─── Dataset ───

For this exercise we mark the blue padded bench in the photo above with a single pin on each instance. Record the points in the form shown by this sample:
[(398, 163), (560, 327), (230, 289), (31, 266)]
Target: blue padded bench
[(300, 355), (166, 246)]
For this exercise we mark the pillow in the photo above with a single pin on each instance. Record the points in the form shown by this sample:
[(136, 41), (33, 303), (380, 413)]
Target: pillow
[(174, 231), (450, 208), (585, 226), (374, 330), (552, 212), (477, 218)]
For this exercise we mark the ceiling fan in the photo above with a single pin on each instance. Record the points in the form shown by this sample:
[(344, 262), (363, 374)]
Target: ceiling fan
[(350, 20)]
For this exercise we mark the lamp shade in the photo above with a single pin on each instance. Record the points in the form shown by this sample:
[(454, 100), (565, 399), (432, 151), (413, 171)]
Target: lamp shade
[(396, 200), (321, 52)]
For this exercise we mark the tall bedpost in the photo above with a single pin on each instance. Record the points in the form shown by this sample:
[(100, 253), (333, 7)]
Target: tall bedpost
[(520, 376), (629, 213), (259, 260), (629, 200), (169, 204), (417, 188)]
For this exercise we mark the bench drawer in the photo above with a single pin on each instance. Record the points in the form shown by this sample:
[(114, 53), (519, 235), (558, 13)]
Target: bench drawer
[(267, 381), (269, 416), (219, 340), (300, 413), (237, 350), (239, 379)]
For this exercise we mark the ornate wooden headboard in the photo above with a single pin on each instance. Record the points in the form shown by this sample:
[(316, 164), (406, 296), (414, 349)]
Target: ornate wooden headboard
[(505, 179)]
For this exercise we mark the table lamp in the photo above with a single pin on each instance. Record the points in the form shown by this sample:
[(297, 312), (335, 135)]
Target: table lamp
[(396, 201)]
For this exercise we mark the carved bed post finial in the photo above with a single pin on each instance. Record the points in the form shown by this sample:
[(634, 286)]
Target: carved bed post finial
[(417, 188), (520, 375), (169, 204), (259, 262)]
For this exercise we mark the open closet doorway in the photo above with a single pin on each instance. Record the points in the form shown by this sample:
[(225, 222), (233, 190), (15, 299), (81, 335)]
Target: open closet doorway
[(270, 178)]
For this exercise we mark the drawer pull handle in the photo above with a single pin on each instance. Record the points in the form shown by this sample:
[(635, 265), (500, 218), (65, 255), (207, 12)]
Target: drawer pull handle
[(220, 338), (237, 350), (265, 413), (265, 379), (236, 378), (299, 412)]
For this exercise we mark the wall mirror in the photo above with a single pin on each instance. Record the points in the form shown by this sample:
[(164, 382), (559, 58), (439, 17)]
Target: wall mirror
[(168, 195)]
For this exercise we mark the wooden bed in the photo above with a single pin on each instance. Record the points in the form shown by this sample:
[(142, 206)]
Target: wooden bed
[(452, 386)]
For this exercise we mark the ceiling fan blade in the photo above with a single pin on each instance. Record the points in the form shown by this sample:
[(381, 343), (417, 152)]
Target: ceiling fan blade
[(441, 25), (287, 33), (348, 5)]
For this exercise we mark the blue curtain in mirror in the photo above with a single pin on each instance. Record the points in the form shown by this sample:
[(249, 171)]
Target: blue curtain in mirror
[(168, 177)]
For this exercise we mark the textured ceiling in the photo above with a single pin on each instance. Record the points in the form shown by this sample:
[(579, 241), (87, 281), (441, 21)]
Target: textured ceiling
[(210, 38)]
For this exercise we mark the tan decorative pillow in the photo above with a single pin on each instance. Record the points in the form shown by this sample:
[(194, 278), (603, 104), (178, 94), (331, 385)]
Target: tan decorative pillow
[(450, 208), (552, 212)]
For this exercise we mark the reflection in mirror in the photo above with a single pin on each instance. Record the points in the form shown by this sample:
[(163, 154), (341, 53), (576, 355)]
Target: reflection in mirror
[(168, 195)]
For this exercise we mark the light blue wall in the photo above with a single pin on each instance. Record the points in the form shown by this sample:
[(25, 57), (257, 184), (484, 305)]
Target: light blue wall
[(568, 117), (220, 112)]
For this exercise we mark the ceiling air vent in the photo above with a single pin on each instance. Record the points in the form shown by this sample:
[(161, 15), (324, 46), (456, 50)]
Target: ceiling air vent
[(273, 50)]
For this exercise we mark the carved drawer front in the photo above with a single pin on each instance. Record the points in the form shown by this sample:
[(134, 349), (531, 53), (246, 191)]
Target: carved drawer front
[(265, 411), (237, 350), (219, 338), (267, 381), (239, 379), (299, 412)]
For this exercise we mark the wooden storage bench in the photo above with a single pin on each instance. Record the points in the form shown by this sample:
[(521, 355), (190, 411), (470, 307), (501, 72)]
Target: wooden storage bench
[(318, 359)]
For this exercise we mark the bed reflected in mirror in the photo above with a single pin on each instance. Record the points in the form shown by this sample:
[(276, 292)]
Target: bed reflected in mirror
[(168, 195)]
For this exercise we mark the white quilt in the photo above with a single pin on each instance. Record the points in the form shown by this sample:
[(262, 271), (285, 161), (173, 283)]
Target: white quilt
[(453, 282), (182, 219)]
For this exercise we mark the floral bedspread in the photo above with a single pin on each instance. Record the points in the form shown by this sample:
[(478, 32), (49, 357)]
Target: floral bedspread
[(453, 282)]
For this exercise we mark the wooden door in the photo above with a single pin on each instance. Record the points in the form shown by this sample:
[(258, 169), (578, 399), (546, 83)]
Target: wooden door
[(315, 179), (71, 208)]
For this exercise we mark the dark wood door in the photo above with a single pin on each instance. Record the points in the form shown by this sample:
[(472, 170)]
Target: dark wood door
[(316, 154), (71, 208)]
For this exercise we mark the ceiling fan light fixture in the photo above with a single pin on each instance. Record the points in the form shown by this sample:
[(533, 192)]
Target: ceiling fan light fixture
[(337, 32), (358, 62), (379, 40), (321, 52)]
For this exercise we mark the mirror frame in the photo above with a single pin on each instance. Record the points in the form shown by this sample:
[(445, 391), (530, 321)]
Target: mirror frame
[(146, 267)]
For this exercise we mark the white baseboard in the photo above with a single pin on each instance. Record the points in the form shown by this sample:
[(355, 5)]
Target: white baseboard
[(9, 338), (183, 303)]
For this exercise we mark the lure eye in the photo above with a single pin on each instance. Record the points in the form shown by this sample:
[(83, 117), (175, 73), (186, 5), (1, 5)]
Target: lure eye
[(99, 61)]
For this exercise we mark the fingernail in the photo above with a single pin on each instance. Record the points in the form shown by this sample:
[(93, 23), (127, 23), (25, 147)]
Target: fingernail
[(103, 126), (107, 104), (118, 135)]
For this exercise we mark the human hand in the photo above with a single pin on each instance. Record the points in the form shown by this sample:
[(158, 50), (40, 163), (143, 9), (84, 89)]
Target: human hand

───

Can you recast the lines as a numbered list, leaving out any blank lines and covering only the part that opens with the line containing "For this exercise we mark the tan" and closes with the line containing "[(273, 50)]", both included?

1. For this exercise we mark the tan decorative pillow in the photo above with a single pin on each instance. Record the points in the form shown by this sample:
2. [(194, 278), (603, 104), (178, 94), (331, 385)]
3. Target: tan decorative pillow
4. [(450, 208), (552, 212)]
5. For this exercise we mark the reflection in mirror in the photo above with a single pin on each instance. Record the points in the form shown by this sample:
6. [(163, 154), (341, 53), (576, 355)]
7. Target: reflection in mirror
8. [(168, 195)]
9. For this exercise we mark the light blue wall in the photo above with a single pin on each instance. Record the points in the form shown by this sample:
10. [(25, 57), (257, 184), (484, 305)]
11. Target: light blue wall
12. [(568, 117), (220, 112)]
13. For this exercise we mark the ceiling air vent in the photo above with a single pin on each instance. Record the points in the form shown by this sample:
14. [(161, 15), (324, 46), (456, 50)]
15. Target: ceiling air vent
16. [(273, 50)]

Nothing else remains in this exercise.